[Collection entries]
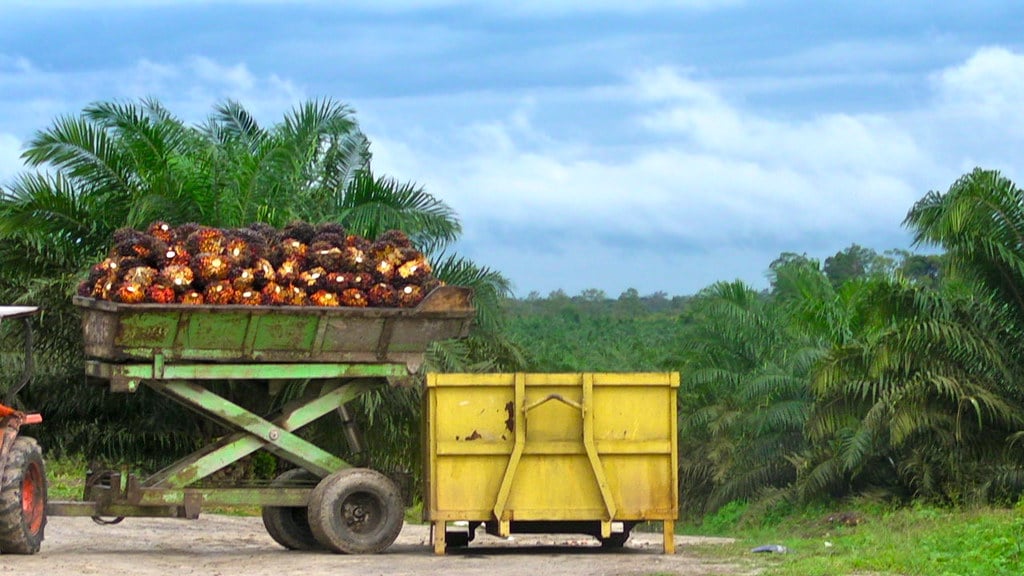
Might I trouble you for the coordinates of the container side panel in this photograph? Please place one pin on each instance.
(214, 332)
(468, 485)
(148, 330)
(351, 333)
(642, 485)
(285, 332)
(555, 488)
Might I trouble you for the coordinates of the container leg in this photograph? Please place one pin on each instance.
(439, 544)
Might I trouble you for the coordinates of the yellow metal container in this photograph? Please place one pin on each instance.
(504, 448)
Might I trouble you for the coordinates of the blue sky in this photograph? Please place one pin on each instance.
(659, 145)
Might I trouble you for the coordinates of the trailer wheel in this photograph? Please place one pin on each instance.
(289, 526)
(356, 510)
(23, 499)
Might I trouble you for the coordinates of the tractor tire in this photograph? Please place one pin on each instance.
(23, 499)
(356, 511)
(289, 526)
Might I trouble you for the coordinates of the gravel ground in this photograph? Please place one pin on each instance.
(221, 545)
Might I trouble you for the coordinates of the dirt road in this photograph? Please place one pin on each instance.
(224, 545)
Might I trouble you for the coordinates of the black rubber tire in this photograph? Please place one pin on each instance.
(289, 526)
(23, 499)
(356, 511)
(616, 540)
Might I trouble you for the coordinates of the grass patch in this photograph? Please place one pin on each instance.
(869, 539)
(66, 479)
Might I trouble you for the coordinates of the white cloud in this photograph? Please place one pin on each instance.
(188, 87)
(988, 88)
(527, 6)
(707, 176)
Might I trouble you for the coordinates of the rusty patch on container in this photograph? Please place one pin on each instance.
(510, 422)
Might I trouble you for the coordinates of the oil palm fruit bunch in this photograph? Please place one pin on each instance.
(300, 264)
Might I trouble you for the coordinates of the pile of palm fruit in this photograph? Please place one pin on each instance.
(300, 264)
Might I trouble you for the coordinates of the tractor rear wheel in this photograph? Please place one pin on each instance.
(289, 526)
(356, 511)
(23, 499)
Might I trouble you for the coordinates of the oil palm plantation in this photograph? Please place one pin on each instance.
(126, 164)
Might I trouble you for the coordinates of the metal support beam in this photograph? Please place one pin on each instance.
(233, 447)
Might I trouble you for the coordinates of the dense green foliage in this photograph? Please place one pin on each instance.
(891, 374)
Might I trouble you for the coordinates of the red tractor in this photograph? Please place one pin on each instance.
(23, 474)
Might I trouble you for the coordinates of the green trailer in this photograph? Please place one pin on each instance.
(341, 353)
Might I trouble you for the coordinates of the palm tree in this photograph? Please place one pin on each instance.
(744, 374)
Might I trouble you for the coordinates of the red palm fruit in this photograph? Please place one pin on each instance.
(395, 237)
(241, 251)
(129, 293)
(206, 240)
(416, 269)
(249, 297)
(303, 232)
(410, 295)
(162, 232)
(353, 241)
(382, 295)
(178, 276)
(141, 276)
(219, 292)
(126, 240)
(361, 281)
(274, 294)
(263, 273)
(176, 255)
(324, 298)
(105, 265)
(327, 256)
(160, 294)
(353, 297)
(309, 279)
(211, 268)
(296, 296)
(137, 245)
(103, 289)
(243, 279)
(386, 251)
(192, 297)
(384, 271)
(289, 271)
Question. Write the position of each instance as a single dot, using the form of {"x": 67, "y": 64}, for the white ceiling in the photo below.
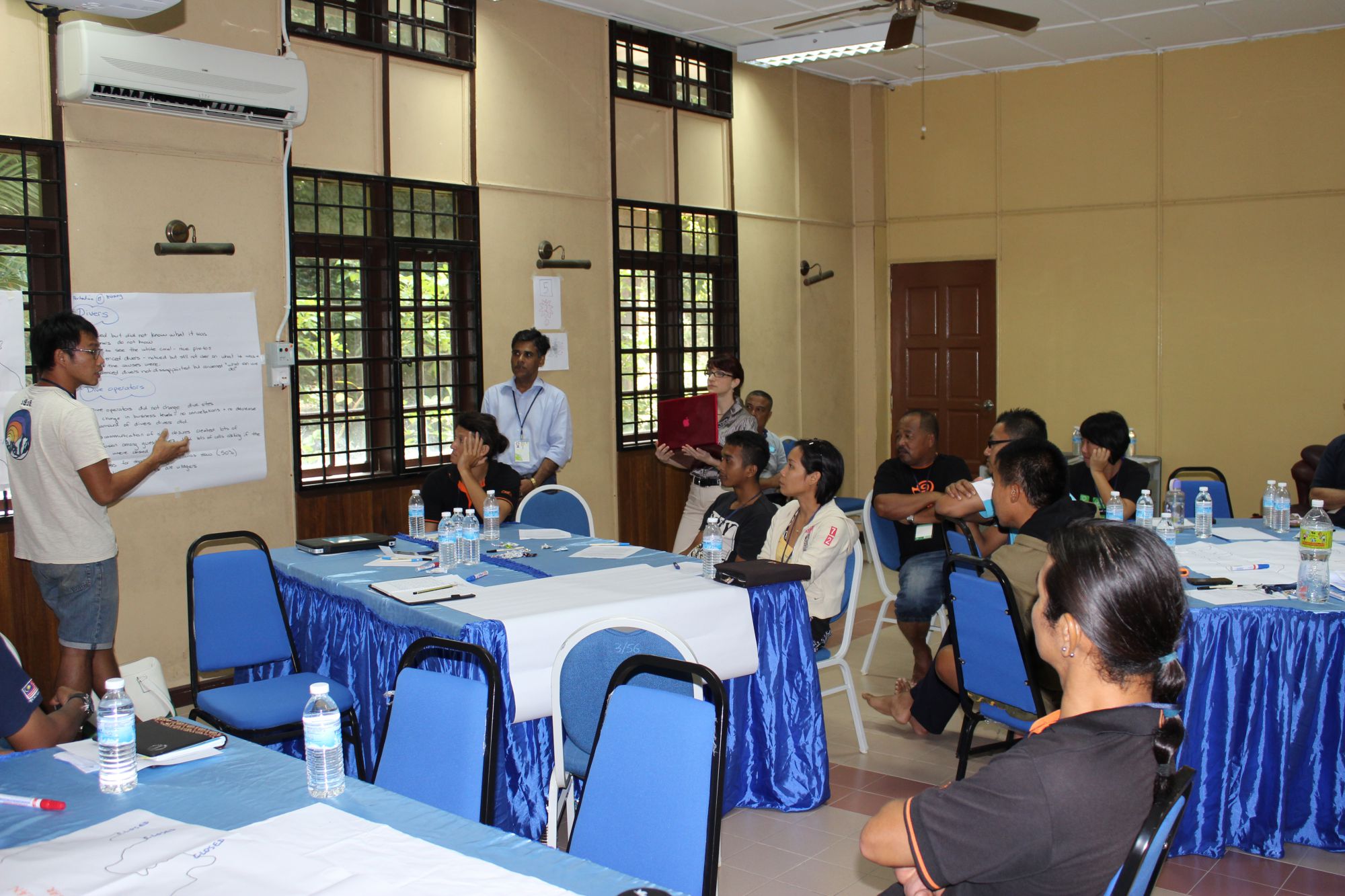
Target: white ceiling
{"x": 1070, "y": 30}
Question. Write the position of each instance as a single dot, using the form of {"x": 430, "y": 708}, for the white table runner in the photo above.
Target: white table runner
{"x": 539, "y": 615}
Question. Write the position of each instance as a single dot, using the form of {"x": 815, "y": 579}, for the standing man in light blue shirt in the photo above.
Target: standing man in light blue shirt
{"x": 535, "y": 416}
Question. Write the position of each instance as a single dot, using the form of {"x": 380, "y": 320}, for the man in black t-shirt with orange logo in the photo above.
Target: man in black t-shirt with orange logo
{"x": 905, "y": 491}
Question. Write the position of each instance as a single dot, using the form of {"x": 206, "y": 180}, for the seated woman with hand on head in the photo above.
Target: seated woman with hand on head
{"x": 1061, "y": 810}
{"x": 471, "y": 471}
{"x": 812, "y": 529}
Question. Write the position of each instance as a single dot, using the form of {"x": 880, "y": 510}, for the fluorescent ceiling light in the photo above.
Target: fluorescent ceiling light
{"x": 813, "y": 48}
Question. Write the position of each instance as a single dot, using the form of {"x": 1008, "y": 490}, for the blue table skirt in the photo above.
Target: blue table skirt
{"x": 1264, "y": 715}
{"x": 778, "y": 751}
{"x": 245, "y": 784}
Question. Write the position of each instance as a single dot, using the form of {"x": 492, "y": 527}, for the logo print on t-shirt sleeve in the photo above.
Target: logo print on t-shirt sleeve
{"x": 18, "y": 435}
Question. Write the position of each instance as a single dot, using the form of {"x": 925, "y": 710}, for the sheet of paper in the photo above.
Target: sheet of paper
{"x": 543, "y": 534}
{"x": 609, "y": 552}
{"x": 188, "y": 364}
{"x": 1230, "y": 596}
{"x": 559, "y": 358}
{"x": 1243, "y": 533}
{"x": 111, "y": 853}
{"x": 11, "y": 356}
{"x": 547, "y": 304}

[Task details] Look through the records and copy every line that has the word "Question".

[Exercise solution]
Question. Write the position of each instance as a single dot, using the form of {"x": 67, "y": 64}, for the white ceiling in the photo below.
Question. Write the position of each instance as a single dot, using the form of {"x": 430, "y": 708}, for the white table runner in the photo above.
Question. Write the position of each instance as a single dot, using the form of {"x": 815, "y": 579}, for the standing man in light blue shirt in the photo above.
Question. Write the position of each instance as a single dot, using the form of {"x": 380, "y": 320}, for the man in black t-shirt with orange logo in the photo above.
Question. Write the position of each instance as a single dot, using the form of {"x": 206, "y": 180}, for the seated woman with hand on head in the photo above.
Question. Write the position of each instance as a single dot, using the form of {"x": 880, "y": 510}, for the fluorescent ceiling light in the photo above.
Question. Write the position of each instance as a single dot, using the form of {"x": 1008, "y": 490}, for the blue table skirt in the photo above.
Question. Write the position of each instance as a single dot, using the form of {"x": 492, "y": 527}, for the logo print on t-shirt sleeve in the photo above.
Question. Write the position of each instance as a single dot, using the form of {"x": 925, "y": 710}, for the sheet of paper in the photo above.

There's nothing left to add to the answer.